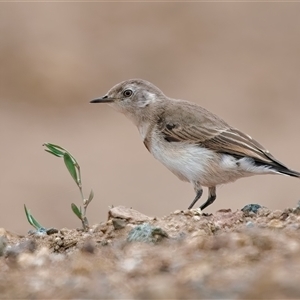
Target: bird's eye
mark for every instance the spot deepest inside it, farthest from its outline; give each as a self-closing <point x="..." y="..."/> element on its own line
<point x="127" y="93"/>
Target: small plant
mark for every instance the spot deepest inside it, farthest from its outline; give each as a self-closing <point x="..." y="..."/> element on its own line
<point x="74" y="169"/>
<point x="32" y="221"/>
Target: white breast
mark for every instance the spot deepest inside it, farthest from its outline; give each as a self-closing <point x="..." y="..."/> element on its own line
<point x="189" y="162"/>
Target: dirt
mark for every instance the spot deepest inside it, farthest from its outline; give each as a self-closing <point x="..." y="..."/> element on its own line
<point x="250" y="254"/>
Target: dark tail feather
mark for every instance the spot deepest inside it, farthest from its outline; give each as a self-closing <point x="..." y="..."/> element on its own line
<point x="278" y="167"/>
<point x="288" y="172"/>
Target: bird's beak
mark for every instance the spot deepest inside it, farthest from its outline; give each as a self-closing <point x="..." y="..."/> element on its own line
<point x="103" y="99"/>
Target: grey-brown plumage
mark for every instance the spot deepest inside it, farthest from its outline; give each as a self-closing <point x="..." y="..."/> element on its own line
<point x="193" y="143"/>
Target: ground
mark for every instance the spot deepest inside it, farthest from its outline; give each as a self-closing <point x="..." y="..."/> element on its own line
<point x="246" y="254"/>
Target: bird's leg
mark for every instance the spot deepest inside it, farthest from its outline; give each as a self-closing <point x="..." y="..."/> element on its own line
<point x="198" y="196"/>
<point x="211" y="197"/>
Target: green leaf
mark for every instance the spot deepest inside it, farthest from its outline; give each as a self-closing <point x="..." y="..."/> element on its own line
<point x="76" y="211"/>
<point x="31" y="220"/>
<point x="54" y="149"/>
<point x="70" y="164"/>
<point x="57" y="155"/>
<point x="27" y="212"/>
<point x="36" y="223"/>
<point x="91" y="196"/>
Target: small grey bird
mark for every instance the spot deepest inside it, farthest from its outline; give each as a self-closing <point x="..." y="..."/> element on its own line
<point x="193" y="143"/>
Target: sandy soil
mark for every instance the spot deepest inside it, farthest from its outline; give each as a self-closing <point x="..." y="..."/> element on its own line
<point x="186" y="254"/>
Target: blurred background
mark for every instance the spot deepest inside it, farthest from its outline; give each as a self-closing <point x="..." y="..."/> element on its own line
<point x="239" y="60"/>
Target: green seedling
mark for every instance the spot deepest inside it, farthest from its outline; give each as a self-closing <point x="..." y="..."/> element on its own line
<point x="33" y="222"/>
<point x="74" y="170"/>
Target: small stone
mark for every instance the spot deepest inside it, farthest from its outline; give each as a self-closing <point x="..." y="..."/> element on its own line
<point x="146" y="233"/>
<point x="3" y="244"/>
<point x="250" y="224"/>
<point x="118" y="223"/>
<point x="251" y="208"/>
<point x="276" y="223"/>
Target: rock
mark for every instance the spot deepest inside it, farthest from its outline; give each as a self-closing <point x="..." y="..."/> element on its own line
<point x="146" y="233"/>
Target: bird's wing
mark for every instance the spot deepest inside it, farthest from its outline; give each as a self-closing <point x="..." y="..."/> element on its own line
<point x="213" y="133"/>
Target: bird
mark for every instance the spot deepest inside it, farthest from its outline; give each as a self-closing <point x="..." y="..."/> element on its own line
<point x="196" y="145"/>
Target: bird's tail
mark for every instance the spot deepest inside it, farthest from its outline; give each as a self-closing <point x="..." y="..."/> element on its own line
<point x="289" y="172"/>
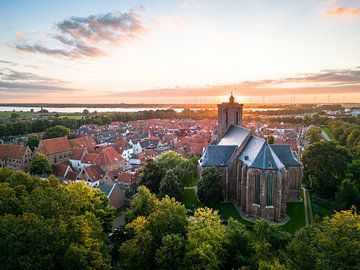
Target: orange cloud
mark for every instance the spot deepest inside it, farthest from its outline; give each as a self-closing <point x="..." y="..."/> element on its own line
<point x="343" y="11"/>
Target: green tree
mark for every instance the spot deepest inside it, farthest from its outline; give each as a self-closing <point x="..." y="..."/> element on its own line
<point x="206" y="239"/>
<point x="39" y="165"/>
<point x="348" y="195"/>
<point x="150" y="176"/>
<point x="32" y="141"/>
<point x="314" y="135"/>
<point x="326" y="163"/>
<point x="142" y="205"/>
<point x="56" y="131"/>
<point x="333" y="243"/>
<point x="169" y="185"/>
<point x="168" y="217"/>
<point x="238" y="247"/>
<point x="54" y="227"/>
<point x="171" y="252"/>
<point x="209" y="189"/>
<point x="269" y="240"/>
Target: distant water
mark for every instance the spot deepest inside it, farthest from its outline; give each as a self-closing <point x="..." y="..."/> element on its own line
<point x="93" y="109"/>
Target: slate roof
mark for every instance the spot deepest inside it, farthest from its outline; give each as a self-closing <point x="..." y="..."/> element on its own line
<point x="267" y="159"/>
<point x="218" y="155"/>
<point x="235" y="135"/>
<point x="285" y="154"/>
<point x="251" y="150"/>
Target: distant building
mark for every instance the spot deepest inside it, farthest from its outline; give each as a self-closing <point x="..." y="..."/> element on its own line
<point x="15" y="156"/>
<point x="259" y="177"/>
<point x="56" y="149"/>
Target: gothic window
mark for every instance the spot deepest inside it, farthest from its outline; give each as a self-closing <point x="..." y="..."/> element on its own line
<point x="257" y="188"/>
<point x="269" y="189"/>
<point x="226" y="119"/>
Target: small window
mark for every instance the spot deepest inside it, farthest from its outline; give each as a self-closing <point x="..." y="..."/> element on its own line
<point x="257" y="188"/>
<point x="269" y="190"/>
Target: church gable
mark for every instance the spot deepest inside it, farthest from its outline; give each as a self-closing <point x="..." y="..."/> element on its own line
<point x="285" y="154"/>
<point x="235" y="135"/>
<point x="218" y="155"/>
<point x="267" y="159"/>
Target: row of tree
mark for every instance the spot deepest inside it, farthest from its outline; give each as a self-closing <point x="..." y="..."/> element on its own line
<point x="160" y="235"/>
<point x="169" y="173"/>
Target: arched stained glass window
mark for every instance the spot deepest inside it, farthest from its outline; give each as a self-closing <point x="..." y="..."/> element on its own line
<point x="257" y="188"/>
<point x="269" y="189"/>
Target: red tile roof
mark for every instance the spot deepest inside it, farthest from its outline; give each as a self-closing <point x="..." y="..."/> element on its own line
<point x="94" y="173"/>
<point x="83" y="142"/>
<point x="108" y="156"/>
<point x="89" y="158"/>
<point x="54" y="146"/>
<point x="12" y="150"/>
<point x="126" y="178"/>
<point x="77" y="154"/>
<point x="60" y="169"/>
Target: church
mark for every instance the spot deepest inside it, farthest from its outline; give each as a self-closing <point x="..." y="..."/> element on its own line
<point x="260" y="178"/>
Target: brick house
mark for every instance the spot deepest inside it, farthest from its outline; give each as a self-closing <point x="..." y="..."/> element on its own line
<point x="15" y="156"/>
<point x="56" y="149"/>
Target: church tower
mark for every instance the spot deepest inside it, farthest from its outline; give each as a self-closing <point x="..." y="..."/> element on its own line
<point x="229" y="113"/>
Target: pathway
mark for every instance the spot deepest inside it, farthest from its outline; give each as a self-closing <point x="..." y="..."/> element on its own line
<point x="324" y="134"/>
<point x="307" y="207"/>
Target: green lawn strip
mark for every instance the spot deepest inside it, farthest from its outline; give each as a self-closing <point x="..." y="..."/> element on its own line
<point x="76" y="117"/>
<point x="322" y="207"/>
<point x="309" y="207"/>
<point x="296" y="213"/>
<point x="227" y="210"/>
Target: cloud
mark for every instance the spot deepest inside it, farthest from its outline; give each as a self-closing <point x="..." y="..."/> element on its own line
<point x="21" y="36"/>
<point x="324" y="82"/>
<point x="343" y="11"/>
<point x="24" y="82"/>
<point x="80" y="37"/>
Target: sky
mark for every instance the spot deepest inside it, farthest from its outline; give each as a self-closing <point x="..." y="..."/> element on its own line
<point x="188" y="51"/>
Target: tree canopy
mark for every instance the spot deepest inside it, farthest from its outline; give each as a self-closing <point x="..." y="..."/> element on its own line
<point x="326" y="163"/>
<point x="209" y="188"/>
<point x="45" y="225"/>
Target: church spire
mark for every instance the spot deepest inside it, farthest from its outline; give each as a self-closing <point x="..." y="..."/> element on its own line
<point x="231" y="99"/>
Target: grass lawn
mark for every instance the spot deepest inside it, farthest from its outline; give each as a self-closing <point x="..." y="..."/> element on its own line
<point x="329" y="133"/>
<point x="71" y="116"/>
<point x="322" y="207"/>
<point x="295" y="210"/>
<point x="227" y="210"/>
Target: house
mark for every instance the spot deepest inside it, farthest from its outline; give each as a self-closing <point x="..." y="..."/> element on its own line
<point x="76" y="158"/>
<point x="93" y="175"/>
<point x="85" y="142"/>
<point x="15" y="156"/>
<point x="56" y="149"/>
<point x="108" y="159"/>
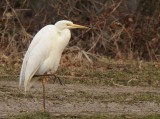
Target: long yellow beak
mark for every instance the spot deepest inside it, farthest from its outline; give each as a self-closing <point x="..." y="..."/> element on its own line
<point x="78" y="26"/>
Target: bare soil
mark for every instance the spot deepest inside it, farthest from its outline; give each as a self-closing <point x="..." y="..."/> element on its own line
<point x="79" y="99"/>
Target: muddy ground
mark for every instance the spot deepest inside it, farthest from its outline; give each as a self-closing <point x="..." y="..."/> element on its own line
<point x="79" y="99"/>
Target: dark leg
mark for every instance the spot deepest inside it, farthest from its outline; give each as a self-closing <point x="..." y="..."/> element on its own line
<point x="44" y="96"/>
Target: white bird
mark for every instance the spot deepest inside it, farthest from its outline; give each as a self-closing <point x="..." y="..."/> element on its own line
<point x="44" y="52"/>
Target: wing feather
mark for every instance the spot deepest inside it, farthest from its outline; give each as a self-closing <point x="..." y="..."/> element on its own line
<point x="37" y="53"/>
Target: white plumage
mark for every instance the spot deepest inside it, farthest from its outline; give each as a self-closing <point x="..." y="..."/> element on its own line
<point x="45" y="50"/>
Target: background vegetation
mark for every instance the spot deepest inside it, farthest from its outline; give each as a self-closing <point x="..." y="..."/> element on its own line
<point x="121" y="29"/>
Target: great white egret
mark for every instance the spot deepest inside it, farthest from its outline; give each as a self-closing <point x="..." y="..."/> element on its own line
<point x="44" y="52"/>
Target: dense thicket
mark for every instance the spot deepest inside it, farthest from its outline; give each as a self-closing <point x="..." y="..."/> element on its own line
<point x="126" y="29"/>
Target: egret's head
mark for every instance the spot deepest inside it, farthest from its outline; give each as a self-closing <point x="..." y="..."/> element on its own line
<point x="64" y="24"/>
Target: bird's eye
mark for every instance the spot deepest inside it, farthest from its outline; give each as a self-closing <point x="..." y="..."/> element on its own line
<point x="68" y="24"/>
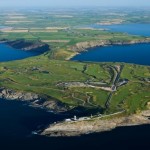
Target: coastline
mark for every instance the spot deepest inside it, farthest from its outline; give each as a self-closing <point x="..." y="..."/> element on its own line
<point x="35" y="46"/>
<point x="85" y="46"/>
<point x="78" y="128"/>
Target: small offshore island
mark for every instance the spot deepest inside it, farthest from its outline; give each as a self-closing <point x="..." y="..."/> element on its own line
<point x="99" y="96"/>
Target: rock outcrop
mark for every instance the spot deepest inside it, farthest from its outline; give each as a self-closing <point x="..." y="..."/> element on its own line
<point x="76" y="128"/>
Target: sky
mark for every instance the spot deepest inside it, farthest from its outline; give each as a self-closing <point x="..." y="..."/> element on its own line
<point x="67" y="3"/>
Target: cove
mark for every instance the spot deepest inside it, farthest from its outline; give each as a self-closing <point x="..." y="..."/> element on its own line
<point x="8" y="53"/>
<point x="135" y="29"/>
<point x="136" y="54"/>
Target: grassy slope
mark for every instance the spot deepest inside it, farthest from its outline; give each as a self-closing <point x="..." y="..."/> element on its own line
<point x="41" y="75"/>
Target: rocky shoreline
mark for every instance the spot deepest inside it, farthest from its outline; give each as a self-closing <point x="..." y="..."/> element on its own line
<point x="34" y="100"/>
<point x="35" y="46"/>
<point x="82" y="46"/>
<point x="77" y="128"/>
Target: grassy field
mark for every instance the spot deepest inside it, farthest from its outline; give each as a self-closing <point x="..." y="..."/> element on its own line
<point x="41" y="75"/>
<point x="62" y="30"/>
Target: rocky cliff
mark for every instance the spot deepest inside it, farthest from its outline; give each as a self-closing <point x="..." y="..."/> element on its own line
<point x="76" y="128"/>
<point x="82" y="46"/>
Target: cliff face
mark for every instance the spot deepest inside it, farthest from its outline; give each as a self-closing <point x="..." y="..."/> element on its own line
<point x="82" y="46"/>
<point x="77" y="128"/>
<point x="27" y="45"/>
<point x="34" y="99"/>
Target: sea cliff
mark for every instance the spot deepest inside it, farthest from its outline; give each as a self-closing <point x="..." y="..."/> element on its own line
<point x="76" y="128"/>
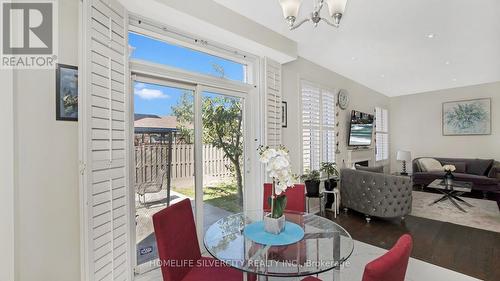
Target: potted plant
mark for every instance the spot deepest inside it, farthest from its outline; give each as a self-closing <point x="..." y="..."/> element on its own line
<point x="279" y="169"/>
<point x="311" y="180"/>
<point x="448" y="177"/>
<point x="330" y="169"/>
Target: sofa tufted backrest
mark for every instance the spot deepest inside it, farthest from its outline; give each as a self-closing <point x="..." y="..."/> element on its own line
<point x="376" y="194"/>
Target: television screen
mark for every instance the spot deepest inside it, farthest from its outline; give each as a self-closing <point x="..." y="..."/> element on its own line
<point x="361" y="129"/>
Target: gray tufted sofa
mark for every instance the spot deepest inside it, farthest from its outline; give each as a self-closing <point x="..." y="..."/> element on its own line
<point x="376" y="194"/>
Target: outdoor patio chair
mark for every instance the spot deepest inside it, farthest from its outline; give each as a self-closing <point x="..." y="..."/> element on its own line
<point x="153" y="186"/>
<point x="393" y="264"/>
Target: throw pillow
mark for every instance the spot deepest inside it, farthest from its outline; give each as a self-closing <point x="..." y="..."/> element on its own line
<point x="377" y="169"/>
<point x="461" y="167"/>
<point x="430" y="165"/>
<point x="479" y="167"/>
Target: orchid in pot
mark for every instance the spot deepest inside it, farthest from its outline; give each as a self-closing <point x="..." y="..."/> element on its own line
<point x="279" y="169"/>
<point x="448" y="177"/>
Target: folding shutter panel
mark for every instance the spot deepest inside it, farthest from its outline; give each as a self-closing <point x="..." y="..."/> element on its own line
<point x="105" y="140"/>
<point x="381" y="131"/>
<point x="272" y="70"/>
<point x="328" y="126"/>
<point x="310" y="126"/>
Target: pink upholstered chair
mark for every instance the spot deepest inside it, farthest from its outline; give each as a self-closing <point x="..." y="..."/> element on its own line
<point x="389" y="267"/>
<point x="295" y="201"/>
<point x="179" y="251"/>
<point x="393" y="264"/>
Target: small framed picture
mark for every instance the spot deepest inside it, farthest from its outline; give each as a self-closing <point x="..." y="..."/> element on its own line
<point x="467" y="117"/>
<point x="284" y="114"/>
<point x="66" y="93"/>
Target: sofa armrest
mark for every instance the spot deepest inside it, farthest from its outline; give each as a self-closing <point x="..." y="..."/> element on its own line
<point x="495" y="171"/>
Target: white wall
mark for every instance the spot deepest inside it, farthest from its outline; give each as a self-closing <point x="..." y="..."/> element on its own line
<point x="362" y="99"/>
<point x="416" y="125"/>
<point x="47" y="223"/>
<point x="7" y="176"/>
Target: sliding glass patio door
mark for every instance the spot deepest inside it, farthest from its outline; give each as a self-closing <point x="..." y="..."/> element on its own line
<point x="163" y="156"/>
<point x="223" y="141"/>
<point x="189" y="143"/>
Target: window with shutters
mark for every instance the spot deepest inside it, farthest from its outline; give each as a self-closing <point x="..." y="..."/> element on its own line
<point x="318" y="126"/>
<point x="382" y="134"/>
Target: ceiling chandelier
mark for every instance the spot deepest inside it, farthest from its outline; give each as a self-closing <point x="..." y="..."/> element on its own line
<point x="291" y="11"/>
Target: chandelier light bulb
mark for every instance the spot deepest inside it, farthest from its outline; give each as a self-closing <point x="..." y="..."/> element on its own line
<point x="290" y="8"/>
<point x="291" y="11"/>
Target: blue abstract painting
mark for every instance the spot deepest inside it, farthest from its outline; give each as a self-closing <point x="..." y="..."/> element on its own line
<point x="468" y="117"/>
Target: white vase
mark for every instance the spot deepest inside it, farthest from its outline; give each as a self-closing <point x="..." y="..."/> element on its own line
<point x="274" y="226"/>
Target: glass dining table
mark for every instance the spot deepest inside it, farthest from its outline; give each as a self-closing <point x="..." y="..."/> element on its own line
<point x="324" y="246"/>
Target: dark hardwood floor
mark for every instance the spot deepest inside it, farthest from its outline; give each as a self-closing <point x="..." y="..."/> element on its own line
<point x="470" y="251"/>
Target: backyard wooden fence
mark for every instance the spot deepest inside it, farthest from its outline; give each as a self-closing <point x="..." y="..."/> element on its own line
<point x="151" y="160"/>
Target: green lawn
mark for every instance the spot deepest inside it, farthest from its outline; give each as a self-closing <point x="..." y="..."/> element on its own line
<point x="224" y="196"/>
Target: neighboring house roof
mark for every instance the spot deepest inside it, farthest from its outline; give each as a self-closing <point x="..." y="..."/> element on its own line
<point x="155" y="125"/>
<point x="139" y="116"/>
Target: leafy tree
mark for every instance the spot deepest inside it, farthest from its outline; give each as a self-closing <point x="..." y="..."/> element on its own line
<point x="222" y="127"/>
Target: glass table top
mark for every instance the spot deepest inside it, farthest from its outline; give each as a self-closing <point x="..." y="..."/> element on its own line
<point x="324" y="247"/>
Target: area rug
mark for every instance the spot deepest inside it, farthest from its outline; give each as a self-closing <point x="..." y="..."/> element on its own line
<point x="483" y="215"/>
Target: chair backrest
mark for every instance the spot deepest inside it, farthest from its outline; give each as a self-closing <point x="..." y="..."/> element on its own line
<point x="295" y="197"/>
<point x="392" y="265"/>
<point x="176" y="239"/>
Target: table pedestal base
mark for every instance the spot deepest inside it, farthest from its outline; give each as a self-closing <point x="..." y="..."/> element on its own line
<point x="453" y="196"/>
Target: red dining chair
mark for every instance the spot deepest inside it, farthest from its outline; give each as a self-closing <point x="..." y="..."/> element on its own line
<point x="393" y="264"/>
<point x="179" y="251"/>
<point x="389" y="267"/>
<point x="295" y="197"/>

#####

== What this task involves ==
Reproduce the entries word for word, starting at the line that contains "Target: leafy tree" and stopping after the final line of the entries.

== Result below ==
Target: leafy tree
mark for every instance the spot deepest inside it, farthest from its outline; give each as a self-closing <point x="..." y="..."/> element on its own line
<point x="222" y="127"/>
Target: glass table top
mark for every instance the spot deepest inside it, farthest from its outline; give each as a self-closing <point x="..." y="..."/> element on its own line
<point x="324" y="247"/>
Target: area rug
mark for every instance the spot deepest inside it, farthest from its outline; give each as a self-closing <point x="..." y="..."/> element on its own line
<point x="483" y="215"/>
Target: chair backrest
mark for every instance the spot deepest inside it, farthest from its outline; give each as a self-closing <point x="..." y="..."/> element on its own line
<point x="295" y="197"/>
<point x="392" y="265"/>
<point x="176" y="239"/>
Target: table pedestal base
mark for every instance the spot deepest inside it, farthest from its outline; give each as a self-closing <point x="..." y="..."/> element on its own line
<point x="453" y="196"/>
Target: red dining chair
mark for every instance the spot deepest inside it, farthest from its outline; give each as a self-closing <point x="..." y="..."/> element on its own line
<point x="393" y="264"/>
<point x="179" y="251"/>
<point x="389" y="267"/>
<point x="295" y="197"/>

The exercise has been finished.